◆ **Passage provided**
=== Begin Enclosure ===

Lois Lane 28

LOIS LANE #028 (1961)
by unknown & John Forte
Cover by Curt Swan

Different sources give either Jerry Siegel or Henry Boltinoff as the writer, but the artist is unmistakably John Forte of Legion fame.

Two Daily Planet employees we’ve never heard of are getting married, and their colleagues are collecting enough money for a wedding gift.
Until Clark Kent screws it up.

Lois rightfully chews him over this. It’s not like he needed to display some amazing speed, or even catch every single dollar bill! He just had too look like he was trying!

Even his “I’m busy” line sounds unbelievably pathetic in this context.

All of this just to change into Superman and show off. The fact that he’s thinking about Clark as if the two were different people is kind of disturbing.

But then we cut to Lex Luthor in one of the most glorious moments of the Silver Age.

=== End Enclosure ===

◆ **Explore the material**
**a.** In the review of Lois Lane #28, who drew the cover?
**b.** Carry the Lois Lane #28 review forward from its last sentence, the one that introduces Lex Luthor.
You can set aside the material that follows; it plays no part here.

◆ **Input data**
=== Begin Enclosure ===

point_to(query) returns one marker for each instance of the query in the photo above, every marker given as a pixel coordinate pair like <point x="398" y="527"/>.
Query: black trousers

=== End Enclosure ===

◆ **Responses to the exercise**
**a.** Curt Swan

**b.**
Lex Luthor just made a time machine WITH ORANGE JUICE CANS AND A FLASHLIGHT.

No time to dwell on that, because Superman was just sent to 2961!

You know, the time where the Legion of Super-Heroes lives.
The team that Superman joined when he was Superboy.
The team he was on for years.

Nope! Apparently it doesn’t ring a bell!

I know this is a Lois Lane comic, but… this was published in October 1961.
That’s one month after Superboy 93 and one month before Adventure Comics 293, both of which featured the Legion!
Also: if Jerry Siegel really did write this Lois Lane story… he also wrote both Superboy 93 and Adventure Comics 293.
John Forte would not start his run on the Legion until Adventure Comics 300 in September 1962… in yet another story by Jerry Siegel.

Superman’s weird amnesia continues, as apparently he can’t believe that other people with super-powers exist.

This is 2 years after Supergirl was introduced, by the way.

This girl really looks like Lois Lane, and her name is… ehm… Lois 4XR.
And no, she’s not a robot. That’s just how names work in the 30th century, apparently.

Superman thinks this proves that she’s a descendant of Lois and that she has powers because she’s also HIS descendant… but no, everyone in the 30th century has the same powers.
And everyone wears the same costume.

How did that happen? Well, a planetoid fell on Metropolis. (!!!)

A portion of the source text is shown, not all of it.